• Exercise requirements: Pick out every line in the listing below that contains the word "framed", and copy each of those lines unchanged.

• Records provided:
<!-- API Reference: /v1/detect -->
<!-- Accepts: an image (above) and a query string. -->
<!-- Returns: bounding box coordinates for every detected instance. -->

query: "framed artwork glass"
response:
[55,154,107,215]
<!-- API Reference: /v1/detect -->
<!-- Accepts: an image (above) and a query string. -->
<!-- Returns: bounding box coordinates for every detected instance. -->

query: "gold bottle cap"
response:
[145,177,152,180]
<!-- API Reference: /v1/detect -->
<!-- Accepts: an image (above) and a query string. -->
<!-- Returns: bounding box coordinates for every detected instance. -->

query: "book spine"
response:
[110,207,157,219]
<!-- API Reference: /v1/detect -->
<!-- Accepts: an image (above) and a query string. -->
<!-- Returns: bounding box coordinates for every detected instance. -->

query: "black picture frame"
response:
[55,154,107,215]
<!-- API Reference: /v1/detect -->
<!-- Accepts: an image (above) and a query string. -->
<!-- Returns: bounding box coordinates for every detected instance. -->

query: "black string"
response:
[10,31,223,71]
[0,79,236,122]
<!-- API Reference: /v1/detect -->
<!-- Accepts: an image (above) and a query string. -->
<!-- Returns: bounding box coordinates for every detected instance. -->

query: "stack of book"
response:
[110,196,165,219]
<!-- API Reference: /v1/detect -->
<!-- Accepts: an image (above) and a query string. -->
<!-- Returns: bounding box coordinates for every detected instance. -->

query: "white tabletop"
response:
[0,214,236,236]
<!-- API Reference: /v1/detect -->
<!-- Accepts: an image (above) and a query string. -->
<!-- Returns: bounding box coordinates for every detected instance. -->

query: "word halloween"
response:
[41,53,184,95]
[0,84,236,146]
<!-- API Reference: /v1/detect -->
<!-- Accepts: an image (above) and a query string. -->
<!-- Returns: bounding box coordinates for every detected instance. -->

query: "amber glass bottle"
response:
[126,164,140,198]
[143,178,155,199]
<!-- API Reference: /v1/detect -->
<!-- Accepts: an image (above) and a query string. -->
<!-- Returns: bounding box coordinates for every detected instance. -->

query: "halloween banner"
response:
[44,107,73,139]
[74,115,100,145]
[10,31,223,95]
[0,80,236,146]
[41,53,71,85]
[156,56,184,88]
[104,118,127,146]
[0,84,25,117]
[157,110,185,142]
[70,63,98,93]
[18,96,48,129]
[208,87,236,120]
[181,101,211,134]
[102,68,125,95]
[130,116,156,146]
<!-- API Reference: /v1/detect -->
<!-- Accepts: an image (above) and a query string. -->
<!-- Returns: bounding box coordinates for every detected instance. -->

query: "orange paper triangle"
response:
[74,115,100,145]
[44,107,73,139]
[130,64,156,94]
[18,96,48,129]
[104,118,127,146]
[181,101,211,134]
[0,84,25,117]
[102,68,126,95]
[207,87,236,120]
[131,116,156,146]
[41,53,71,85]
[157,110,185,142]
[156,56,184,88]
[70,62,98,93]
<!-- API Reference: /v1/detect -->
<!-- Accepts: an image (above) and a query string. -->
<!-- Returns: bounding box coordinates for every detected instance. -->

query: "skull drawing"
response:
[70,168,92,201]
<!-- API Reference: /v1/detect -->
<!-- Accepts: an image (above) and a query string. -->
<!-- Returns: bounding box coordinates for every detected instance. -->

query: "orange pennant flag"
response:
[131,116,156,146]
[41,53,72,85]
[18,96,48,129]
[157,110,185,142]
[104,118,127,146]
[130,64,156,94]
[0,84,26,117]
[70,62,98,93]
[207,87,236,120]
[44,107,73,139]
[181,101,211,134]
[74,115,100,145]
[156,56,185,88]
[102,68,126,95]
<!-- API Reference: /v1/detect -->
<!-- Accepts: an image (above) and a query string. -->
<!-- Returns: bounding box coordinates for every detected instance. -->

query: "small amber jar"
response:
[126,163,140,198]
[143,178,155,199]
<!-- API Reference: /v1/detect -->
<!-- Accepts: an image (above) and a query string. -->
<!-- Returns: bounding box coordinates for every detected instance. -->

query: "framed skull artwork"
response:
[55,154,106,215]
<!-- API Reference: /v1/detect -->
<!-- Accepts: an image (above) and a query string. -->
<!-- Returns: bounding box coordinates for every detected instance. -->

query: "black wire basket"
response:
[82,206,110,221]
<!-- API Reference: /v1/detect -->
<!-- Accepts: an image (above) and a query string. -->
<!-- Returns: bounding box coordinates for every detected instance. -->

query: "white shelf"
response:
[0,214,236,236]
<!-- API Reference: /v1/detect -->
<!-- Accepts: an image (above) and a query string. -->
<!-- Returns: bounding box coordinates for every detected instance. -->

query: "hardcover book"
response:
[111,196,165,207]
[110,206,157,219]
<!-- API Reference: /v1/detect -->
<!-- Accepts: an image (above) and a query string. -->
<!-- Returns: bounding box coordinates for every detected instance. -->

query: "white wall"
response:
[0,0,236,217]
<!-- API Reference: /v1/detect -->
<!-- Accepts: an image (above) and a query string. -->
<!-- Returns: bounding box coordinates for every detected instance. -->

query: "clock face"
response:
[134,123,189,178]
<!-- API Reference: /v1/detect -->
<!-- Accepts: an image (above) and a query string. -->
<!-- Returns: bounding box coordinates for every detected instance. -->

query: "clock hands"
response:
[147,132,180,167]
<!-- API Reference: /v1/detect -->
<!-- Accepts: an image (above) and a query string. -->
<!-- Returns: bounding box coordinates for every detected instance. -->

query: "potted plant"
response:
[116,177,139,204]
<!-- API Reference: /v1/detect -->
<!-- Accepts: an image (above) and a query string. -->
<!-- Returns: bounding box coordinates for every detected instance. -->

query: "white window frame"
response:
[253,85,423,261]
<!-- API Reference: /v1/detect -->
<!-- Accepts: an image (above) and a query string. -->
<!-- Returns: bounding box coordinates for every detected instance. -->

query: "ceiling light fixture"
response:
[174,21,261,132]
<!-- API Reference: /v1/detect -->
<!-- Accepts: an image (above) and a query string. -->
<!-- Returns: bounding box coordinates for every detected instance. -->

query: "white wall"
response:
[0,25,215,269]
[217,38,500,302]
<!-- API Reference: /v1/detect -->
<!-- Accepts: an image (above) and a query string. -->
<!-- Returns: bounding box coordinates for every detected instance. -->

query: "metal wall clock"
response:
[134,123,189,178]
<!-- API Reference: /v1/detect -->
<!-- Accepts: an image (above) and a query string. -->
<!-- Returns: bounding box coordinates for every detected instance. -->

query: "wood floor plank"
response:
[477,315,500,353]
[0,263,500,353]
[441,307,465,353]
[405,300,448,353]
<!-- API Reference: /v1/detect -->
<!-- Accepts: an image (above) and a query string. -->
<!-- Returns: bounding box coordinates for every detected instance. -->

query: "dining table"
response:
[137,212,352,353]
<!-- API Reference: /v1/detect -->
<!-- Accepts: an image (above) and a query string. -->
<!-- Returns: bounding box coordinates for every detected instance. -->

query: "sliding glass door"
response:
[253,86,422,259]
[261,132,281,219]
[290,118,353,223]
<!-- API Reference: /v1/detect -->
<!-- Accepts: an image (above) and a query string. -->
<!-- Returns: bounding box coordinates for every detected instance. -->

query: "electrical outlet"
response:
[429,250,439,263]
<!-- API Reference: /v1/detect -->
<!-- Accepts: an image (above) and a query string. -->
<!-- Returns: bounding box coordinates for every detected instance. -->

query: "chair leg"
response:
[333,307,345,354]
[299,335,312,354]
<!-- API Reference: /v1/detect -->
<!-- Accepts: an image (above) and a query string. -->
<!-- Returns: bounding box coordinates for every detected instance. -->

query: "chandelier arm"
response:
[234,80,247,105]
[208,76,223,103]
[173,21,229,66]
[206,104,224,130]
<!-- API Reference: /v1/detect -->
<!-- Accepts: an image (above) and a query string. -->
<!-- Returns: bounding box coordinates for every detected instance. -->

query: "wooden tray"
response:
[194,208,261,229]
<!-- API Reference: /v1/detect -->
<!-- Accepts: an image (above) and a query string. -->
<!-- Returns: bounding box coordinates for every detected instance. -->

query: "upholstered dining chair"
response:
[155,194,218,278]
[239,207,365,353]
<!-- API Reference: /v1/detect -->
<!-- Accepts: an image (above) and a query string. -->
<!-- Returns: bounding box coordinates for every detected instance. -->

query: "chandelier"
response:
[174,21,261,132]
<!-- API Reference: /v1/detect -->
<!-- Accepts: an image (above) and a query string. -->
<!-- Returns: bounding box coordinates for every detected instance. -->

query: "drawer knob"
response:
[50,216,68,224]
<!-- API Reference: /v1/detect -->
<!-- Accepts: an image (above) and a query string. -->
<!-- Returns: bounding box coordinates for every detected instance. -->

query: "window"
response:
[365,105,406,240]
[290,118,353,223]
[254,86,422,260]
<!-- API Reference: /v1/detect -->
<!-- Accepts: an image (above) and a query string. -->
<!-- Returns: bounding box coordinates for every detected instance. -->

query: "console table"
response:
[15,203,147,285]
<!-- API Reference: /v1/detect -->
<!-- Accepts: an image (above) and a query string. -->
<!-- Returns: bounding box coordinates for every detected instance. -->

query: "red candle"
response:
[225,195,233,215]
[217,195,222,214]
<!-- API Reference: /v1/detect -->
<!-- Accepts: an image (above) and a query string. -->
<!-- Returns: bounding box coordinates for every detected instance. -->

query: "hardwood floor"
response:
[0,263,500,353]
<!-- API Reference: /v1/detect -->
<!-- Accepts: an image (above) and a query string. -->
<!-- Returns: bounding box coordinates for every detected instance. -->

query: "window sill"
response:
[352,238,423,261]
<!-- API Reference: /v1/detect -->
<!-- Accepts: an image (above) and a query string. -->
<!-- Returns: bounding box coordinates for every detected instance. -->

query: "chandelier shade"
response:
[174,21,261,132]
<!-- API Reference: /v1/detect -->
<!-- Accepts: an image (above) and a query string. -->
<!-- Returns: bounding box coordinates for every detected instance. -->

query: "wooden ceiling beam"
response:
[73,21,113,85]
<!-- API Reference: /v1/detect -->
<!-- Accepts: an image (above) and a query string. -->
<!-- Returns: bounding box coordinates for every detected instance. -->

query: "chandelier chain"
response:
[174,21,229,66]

• Answer in full:
query: "framed artwork glass"
query: "framed skull artwork"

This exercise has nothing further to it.